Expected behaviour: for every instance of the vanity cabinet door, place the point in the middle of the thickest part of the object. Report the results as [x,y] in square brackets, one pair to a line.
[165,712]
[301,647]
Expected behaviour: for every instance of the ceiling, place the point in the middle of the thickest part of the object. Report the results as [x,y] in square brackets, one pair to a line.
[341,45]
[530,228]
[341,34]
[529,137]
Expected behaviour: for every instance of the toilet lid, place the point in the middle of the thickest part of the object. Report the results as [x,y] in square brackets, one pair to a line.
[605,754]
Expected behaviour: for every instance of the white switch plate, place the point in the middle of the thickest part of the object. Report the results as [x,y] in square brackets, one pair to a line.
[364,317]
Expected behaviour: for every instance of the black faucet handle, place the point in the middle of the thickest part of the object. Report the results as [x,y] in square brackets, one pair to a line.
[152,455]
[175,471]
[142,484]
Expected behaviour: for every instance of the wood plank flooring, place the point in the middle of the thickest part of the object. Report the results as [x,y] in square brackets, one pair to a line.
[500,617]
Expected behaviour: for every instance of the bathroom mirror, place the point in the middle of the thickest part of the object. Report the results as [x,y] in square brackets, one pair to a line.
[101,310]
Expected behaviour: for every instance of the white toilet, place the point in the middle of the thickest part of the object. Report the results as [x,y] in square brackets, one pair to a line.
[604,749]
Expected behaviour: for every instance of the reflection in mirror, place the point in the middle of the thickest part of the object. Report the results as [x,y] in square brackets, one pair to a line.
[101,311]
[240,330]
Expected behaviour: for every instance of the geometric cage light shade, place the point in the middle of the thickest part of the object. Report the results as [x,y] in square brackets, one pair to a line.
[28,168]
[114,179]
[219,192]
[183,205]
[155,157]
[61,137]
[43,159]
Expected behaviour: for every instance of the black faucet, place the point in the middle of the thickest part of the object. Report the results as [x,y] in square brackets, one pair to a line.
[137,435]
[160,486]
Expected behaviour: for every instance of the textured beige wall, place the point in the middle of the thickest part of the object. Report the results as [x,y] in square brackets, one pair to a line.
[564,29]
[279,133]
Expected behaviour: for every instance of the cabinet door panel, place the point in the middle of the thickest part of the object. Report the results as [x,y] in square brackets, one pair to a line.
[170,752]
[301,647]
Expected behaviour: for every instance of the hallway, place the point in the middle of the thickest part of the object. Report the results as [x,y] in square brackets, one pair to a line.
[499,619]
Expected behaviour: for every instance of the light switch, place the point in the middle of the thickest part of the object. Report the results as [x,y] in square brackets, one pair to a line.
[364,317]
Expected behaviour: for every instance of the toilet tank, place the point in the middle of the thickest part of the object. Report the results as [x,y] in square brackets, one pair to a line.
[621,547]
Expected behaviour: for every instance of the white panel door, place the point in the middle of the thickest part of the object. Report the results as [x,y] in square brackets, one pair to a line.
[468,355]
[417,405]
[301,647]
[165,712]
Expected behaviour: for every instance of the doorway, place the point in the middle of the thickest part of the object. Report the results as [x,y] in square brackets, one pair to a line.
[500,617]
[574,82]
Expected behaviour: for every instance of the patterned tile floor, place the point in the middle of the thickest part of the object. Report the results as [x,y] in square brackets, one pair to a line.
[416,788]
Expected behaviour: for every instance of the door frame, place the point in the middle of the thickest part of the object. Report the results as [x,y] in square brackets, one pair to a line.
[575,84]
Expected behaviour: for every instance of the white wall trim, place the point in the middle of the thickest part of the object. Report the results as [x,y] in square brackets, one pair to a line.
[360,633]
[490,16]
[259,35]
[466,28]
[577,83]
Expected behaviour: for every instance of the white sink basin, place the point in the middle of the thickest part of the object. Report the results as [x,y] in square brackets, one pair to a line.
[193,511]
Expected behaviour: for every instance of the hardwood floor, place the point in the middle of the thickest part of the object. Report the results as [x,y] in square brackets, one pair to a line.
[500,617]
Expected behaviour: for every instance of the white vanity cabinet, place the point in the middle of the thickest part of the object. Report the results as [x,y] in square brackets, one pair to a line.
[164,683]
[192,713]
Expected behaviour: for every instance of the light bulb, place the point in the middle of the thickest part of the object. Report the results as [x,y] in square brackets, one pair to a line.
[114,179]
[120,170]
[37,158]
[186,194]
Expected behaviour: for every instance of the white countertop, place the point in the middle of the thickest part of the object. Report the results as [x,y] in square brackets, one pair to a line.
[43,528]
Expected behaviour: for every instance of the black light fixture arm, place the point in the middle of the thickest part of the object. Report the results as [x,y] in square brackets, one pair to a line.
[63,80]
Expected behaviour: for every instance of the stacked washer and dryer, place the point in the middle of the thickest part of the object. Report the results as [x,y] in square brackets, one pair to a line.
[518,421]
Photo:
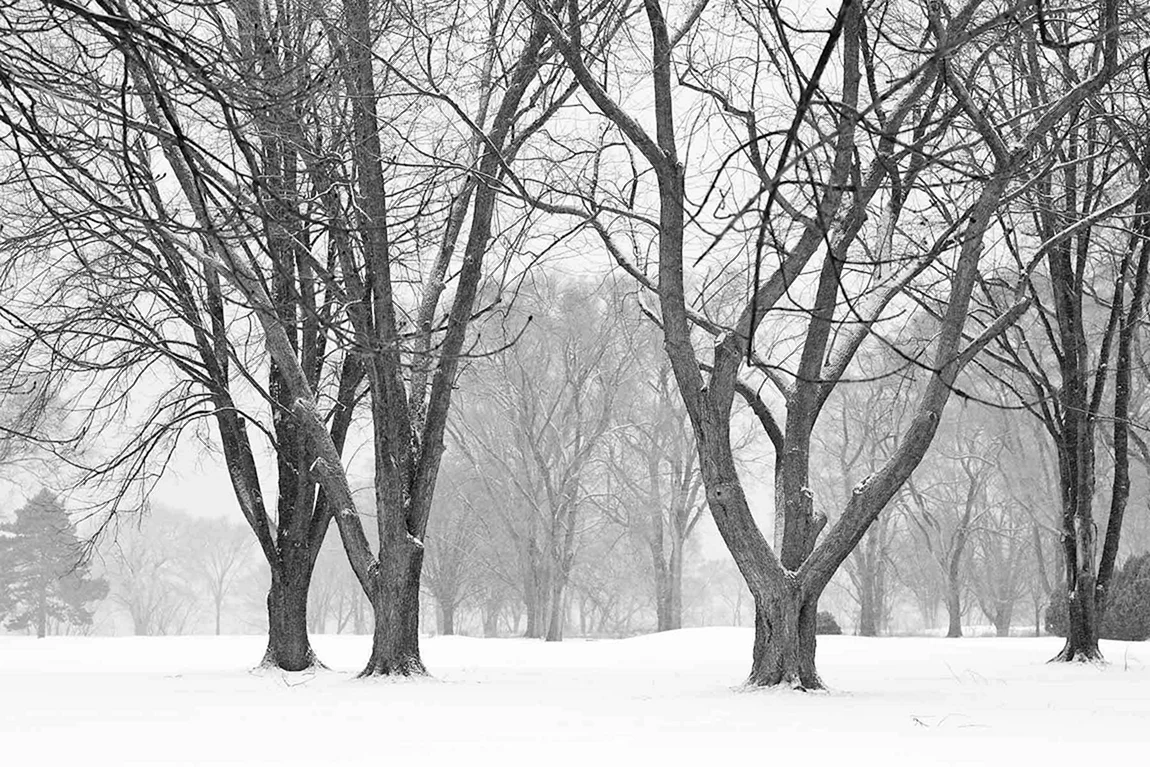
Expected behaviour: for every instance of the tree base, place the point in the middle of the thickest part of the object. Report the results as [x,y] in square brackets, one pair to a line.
[308,662]
[1072,654]
[766,682]
[403,667]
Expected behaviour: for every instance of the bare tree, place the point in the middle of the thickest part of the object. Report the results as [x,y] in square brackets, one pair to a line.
[1086,215]
[294,204]
[869,132]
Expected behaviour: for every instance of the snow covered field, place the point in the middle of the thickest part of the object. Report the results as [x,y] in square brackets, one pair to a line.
[669,698]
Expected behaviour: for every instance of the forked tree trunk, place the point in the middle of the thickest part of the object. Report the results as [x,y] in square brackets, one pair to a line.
[289,646]
[396,600]
[1082,624]
[784,641]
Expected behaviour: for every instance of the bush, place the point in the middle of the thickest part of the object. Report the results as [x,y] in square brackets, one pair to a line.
[826,623]
[1127,610]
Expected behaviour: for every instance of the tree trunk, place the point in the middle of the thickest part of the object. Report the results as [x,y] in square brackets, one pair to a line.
[1082,628]
[289,646]
[396,601]
[491,608]
[1003,615]
[445,619]
[953,608]
[784,641]
[41,618]
[558,612]
[868,624]
[675,601]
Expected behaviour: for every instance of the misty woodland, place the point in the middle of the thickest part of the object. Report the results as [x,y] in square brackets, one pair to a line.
[559,319]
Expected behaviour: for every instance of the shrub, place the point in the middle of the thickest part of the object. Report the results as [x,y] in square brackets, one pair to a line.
[1127,610]
[826,623]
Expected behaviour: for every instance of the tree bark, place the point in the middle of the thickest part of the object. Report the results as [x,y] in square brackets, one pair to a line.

▶ [WHAT IS BEING ASKED]
Retype all records exactly as shown above, images excluded.

▶ [ANSWER SPACE]
Expected behaviour: for every instance of the vanity cabinet door, place the point in the middle of the thickest part of the object. Report the results as [x,y] in square brackets, one pair to a line.
[165,712]
[301,647]
Expected behaviour: for every instance of the ceiling, place the point in the middle of the thickest part of the object. Report the results as [x,y] in square brackets, one pair to a line.
[341,45]
[530,228]
[341,34]
[529,137]
Expected behaviour: for every instance of the toilet lid, place the point in the middle of the thickest part of the object. Report the results as [x,y] in square brackets, one pair to a line.
[605,754]
Expected behaviour: for every instance of the white switch plate, place the point in the middle of the thickest part of the object. Report the results as [x,y] in square brackets, one pair to a line.
[364,317]
Expected behaviour: for every instance of the black faucet handle, place the point in the middle of the thickest part of the object. Report the results as [x,y] in square brackets, one pair to a line.
[152,455]
[175,471]
[142,484]
Expected behaviour: for every instance of the wood plank flooring, place the point in the middle of the thickest part of the object. Report the results as [x,y] in square brackets, one pair to a line.
[500,617]
Expected behaviour: for every instance of the bathroom mirror, place the point in the middle of the thickest part of the object. Report the results as [x,y] in square brackets, one pair to a line.
[101,310]
Expected behaviour: for every instance of the white toilet, place the point in the middle of the thickest part of the object. Report the results as [x,y] in square brackets, one pair to a line.
[604,749]
Expected behaviour: for every instance of the reflection in mirror, place the point in the middle of the thickest part of the object. Report the results as [x,y] in square brackets, one pair to a line.
[101,311]
[240,330]
Expected behaviour: for every instance of the geometric cage light shade, place the point in the middle of the thickest part of the object. Report the results as [x,y] in square brackets, one pair to a line.
[28,168]
[114,179]
[219,192]
[183,205]
[155,157]
[61,137]
[43,159]
Expected behaviour: for every instance of the black faucet, place the point in the middle of the thickest part of the object. Report the results as [x,y] in square brackets, one pair to a line.
[137,435]
[160,486]
Expected behaviour: for every instance of the textured beige wall, place the point in the middle of the thickest part of the object. Report the results as [x,y] in square brackets, one pair to a line.
[564,29]
[279,133]
Expected behaviour: for every instance of the cabinet door panel, place the point in the middle of the thickest part of the object. Report the results as [x,y] in square brackets, one pair to a line.
[170,752]
[301,647]
Expected behaviour: for every instance of the hallway, place the point in the middle of the thickest part of the object. Report the results as [x,y] in square brackets, one pair to a line.
[499,619]
Expected behaviour: for every instance of the light switch, place the point in the middle of the thickest part of the object. Report the results as [x,y] in square brackets, one pair to a line.
[364,317]
Expected behaviour: for every instance of the toilet tank, place the point in the middle of the thickest part of the object. Report the results as [x,y] in square brackets, one pair to a line.
[621,547]
Expected behaviour: for every instance of the white panel door, place the point in the middle of the thickest part of the object. Report the results as [x,y] in square brackets, one pair to a line.
[468,355]
[417,405]
[301,647]
[165,712]
Expected behaviour: for every instance of the doorway, place the point in the middle of the thickest part of the object. Report the results as [x,y] in square brackets, one pair to a line.
[500,617]
[574,82]
Expected behaviour: for every instance of the patterned tile floor, place the point in the middle of the thickest part of the object. Report the results as [x,y] in square brackets, one pair to a line.
[416,788]
Expected behaviour: for every instance of the door frame, place the point in the middle of the thickest part of the object. Report the results as [x,y] in square brackets, one pair to a line.
[575,84]
Expected behaviour: for every instance of the white wall trim, place the point in the middle of the thickest part of the object. Report the results as [x,y] in square brackets, one pair to a line.
[360,633]
[490,16]
[259,35]
[466,28]
[577,83]
Expected behaviour: for every instance of the white sink basin, place the point in the middle of the thickest part of the object. Report the results as [x,y] in square brackets, one pair to a line.
[193,511]
Expected behaviour: for every instance of the hardwood floor, place the point in the middle of the thickest part of the object. Report the results as [x,y] in square brackets, one pair to a line.
[500,617]
Expected behaviour: for every instance of the white vanity cabinet, place the point in the middle of the thickest part of the object. Report the results as [x,y] in square brackets, one pair to a line.
[164,683]
[192,713]
Expected behaviour: for every instance of the light bulb, place the point in the middle of the thickest part of the object. Report the results as [x,y] in square brackets, one pair to a line.
[114,179]
[120,170]
[37,158]
[186,194]
Expected behaviour: for every instance of the white countertop, place the point in the middle of the thickest part of the object. Report the results as [x,y] in square brackets, one pair to a line.
[43,528]
Expected behaviour: for every instance of the black light fixture arm, place the point in the middle of the thickest part of the object. Report the results as [x,y] in square brackets, one pair to a line.
[63,80]
Expected behaviour: for every instance of the stacked washer and dryer, place the point in the middle of the thickest part of the object. Report the results as [x,y] in square brackets, one pair to a line.
[518,421]
Photo:
Expected behaviour: for every instance of the tree base, place the point in the middle of the thickest part of the object. Report the results as [x,y] in square brackets, one pair to a line.
[308,662]
[1072,654]
[766,682]
[403,667]
Expected behaviour: for every instance of the bare tree, place the point in the middle of the thickest part of the object. Report the results as [x,y] in square brackets, one pair to a line.
[1086,215]
[294,204]
[869,132]
Expected behaviour: for every instance of the snow covered field, place the point in the middle of the thickest part of the object. Report the results as [x,y] in square brackets, one pair to a line.
[669,698]
Expected behaviour: for every instance of the forked tree trunk, place the point in the middle of the thickest part of the object. Report the results as [x,y] in square brackets, one pair to a line.
[289,646]
[396,600]
[1082,624]
[784,641]
Expected behaviour: for every instance of the bush, place the point in the middle of the thickest part of the object. Report the results as [x,y] in square brackets, one pair to a line.
[826,623]
[1127,610]
Expected behaviour: for every instance of the tree trunk, place the point in the middle of the thickest part of the object. Report the results as [x,y] in square brackets, one pair to a line.
[1082,628]
[289,646]
[396,601]
[491,608]
[1003,615]
[445,619]
[953,608]
[784,641]
[41,618]
[558,612]
[868,624]
[675,601]
Expected behaviour: for every instance of the misty woodland, place the point in the middle of the thickest part of the object. Report the results as [x,y] in square brackets, one pair to a line.
[559,319]
Expected behaviour: for every instance of the shrub, place the point in the middle of the thickest part of the object. Report the results as [x,y] in square brackets, one pair to a line.
[1127,610]
[826,623]
Expected behaviour: for every instance of the tree bark, place the point in the middle of the thickest part of the object. Report the results as [x,y] in square brackets, one pair to a line.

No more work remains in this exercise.